Re: [PATCH] Avoid peeling for gaps if accesses are aligned

2017-03-01 Thread Richard Sandiford
Richard Biener  writes:
> On Wed, 1 Mar 2017, Richard Sandiford wrote:
>
>> Richard Biener  writes:
>> > On Wed, 1 Mar 2017, Richard Sandiford wrote:
>> >
>> >> Richard Biener  writes:
>> >> > On Wed, 1 Mar 2017, Richard Sandiford wrote:
>> >> >
>> >> >> Sorry for the late reply, but:
>> >> >> 
>> >> >> Richard Biener  writes:
>> >> >> > On Mon, 7 Nov 2016, Richard Biener wrote:
>> >> >> >
>> >> >> >> 
>> >> >> >> Currently we force peeling for gaps whenever element overrun can 
>> >> >> >> occur
>> >> >> >> but for aligned accesses we know that the loads won't trap and thus
>> >> >> >> we can avoid this.
>> >> >> >> 
>> >> >> >> Bootstrap and regtest running on x86_64-unknown-linux-gnu (I expect
>> >> >> >> some testsuite fallout here so didn't bother to invent a new 
>> >> >> >> testcase).
>> >> >> >> 
>> >> >> >> Just in case somebody thinks the overrun is a bad idea in general
>> >> >> >> (even when not trapping).  Like for ASAN or valgrind.
>> >> >> >
>> >> >> > This is what I applied.
>> >> >> >
>> >> >> > Bootstrapped and tested on x86_64-unknown-linux-gnu.
>> >> >> >
>> >> >> > Richard.
··········
- Task set
a) In the patch thread, what target was the applied patch bootstrapped and tested on?
b) Continue the patch thread from the point where it stops.

(Dataset entries)
··········
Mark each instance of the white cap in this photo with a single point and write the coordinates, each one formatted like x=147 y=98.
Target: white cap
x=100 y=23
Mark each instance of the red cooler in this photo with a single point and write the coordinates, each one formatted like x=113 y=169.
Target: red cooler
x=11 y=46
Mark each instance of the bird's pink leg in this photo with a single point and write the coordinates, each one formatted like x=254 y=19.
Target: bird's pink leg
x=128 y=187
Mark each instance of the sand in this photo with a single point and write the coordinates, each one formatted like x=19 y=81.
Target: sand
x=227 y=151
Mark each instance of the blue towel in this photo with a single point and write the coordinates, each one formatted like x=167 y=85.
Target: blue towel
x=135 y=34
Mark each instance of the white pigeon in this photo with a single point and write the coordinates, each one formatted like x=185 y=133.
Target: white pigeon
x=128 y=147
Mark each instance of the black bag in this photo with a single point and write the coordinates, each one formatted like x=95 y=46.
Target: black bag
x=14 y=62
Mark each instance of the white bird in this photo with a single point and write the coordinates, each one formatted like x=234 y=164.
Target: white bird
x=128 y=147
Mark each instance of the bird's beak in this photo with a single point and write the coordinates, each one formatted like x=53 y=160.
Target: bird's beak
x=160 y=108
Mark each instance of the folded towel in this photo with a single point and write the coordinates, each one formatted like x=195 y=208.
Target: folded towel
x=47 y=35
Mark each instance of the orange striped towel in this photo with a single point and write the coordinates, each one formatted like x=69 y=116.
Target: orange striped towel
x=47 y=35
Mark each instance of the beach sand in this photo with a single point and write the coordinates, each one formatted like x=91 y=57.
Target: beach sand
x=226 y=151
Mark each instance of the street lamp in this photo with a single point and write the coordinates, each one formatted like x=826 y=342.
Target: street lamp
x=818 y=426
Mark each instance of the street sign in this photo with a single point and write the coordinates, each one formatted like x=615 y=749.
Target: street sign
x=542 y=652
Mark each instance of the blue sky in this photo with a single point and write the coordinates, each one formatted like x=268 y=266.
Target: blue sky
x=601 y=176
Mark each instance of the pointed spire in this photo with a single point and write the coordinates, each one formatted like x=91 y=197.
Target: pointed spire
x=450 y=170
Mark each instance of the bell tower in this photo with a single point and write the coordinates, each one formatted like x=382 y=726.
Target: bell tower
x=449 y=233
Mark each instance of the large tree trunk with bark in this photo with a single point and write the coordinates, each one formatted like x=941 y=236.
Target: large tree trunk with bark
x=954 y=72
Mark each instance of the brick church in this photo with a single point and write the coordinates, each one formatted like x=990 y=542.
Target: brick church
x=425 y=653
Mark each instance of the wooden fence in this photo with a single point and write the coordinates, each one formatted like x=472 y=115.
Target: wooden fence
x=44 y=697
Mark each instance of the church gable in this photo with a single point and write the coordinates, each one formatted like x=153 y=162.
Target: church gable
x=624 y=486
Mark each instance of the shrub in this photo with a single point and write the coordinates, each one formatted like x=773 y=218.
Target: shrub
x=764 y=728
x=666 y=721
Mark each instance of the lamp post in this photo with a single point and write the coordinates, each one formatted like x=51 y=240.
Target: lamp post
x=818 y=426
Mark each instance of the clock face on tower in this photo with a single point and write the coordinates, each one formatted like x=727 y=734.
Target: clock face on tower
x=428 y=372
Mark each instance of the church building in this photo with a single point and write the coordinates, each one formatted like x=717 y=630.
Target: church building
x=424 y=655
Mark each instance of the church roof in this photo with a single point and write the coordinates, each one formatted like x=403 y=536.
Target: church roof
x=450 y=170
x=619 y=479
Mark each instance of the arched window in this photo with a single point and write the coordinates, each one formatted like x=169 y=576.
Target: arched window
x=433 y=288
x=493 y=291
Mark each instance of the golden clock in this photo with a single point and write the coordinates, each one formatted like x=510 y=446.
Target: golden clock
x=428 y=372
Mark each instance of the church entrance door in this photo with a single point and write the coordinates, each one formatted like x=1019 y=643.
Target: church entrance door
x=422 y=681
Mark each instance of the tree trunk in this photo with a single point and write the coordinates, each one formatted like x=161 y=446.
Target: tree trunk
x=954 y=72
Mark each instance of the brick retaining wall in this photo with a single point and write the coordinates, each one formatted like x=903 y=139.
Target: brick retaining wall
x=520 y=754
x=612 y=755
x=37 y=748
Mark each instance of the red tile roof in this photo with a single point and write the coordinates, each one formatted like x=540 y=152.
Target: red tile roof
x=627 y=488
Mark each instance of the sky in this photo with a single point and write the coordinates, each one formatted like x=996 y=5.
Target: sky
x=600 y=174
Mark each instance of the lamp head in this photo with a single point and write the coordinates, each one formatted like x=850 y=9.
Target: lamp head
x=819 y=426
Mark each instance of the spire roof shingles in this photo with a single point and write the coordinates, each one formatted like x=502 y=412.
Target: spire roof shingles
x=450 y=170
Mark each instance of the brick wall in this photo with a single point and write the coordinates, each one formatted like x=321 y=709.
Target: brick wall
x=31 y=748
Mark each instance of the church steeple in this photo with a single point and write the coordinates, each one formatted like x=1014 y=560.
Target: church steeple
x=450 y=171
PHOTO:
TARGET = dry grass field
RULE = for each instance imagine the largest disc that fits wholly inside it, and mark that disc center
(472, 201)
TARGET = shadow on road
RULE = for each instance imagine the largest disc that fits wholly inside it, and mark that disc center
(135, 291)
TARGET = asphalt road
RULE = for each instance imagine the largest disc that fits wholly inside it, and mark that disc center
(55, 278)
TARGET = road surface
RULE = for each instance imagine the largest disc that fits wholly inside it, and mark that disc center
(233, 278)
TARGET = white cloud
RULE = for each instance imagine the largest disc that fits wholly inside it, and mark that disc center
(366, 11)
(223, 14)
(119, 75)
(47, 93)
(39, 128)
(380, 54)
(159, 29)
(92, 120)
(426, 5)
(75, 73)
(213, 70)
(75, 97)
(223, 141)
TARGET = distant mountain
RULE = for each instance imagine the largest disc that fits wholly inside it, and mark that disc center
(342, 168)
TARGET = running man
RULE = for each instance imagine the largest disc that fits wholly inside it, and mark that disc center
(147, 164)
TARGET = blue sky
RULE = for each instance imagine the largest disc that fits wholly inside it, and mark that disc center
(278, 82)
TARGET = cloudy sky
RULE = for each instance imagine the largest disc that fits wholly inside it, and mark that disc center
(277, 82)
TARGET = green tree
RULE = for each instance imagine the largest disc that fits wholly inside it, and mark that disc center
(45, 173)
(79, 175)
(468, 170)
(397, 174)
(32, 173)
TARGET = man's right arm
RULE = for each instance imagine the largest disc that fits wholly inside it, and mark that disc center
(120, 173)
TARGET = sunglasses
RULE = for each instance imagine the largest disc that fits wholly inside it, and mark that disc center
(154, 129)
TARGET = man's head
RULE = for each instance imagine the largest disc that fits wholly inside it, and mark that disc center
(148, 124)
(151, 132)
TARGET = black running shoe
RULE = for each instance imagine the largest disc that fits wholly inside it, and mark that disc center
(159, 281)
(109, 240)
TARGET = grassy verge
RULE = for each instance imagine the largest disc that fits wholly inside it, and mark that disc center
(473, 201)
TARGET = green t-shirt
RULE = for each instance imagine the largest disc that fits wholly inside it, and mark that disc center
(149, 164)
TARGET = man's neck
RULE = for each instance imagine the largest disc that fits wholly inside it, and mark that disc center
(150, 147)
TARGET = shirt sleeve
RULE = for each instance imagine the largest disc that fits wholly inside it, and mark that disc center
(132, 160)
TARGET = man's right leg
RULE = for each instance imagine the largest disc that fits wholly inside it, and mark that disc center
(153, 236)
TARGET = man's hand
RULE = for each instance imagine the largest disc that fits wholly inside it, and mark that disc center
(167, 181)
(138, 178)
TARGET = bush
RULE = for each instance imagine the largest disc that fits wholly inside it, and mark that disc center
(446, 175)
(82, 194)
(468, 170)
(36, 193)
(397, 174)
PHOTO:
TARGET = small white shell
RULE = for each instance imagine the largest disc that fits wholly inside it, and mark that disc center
··········
- Written responses
a) x86_64-unknown-linux-gnu

b)
>> >> >> [...]
>> >> >> > diff --git a/gcc/tree-vect-stmts.c b/gcc/tree-vect-stmts.c
>> >> >> > index 15aec21..c29e73d 100644
>> >> >> > --- a/gcc/tree-vect-stmts.c
>> >> >> > +++ b/gcc/tree-vect-stmts.c
>> >> >> > @@ -1789,6 +1794,10 @@ get_group_load_store_type (gimple *stmt, tree 
>> >> >> > vectype, bool slp,
>> >> >> >/* If there is a gap at the end of the group then these 
>> >> >> > optimizations
>> >> >> >   would access excess elements in the last iteration.  */
>> >> >> >bool would_overrun_p = (gap != 0);
>> >> >> > +  /* If the access is aligned an overrun is fine.  */
>> >> >> > +  if (would_overrun_p
>> >> >> > +  && aligned_access_p (STMT_VINFO_DATA_REF (stmt_info)))
>> >> >> > +would_overrun_p = false;
>> >> >> >if (!STMT_VINFO_STRIDED_P (stmt_info)
>> >> >> >&& (can_overrun_p || !would_overrun_p)
>> >> >> >&& compare_step_with_zero (stmt) > 0)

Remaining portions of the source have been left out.